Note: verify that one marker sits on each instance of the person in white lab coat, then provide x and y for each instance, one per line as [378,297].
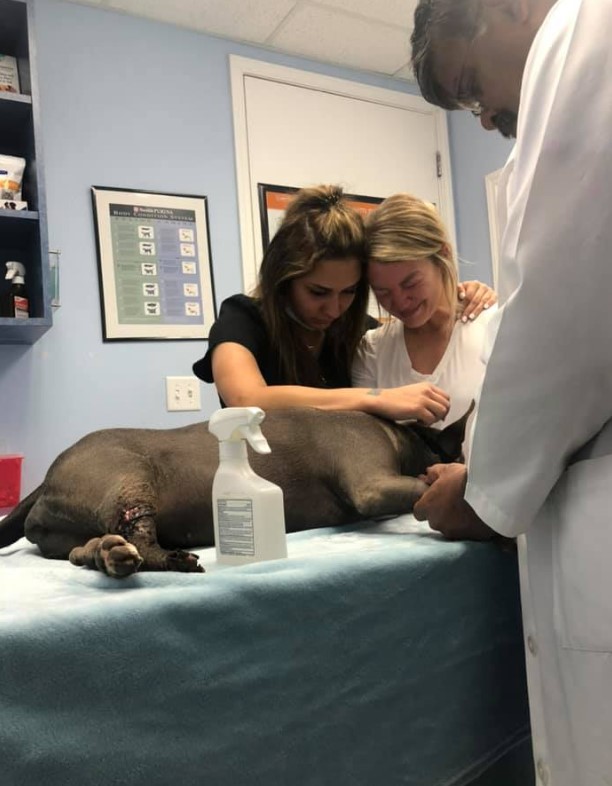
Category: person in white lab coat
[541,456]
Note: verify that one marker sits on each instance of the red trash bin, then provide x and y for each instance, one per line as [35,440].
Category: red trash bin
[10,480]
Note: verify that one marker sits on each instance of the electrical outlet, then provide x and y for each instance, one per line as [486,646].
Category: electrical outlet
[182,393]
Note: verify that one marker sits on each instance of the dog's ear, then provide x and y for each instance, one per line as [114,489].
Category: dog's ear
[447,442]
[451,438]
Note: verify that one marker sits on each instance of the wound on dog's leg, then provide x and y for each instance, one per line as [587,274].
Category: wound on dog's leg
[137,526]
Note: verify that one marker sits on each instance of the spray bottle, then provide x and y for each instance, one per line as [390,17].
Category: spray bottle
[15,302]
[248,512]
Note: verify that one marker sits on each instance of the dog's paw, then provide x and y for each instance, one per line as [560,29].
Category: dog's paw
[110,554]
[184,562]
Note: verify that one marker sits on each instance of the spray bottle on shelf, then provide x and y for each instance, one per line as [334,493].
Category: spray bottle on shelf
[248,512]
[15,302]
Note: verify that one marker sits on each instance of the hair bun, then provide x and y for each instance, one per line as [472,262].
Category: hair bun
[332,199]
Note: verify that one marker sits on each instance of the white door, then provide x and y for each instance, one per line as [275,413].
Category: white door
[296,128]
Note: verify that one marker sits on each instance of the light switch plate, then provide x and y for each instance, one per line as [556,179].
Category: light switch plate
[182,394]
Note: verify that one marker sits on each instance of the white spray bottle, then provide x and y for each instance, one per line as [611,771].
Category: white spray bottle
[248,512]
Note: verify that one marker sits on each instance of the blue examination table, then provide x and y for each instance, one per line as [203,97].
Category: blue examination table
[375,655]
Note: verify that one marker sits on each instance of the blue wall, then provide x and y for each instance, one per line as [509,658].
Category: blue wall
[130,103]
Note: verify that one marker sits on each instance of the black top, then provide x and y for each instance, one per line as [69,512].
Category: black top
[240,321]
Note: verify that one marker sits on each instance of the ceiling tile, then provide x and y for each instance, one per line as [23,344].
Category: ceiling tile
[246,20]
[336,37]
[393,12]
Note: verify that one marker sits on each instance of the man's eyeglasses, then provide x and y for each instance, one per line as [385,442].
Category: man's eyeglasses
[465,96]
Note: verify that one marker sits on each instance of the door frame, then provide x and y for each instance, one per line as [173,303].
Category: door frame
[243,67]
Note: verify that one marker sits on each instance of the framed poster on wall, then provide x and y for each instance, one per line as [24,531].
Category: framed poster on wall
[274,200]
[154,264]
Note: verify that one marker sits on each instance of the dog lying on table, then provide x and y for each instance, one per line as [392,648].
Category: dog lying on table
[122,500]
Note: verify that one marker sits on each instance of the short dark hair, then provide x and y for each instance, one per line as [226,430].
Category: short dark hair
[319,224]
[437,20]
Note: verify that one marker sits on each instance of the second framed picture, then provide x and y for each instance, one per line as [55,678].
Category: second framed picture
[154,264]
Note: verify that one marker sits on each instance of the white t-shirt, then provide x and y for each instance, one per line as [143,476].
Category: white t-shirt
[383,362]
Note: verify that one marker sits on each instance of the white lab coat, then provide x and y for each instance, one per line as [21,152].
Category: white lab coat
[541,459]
--
■ Your goal ■
Reproduce the records from the line containing "line as [143,476]." up to and including the final line of the records, requests included, raising every coordinate value in the answers by 35.

■ Written response ■
Note: verify that one marker sits on each instance of the white t-shirt, then provide x and y for each instance, one per line as [143,476].
Category: white t-shirt
[418,397]
Note: verify that one marker sits on each instance of the white lab coat, then provide x and y for each instance, one per line as [21,152].
Category: white lab coat
[576,494]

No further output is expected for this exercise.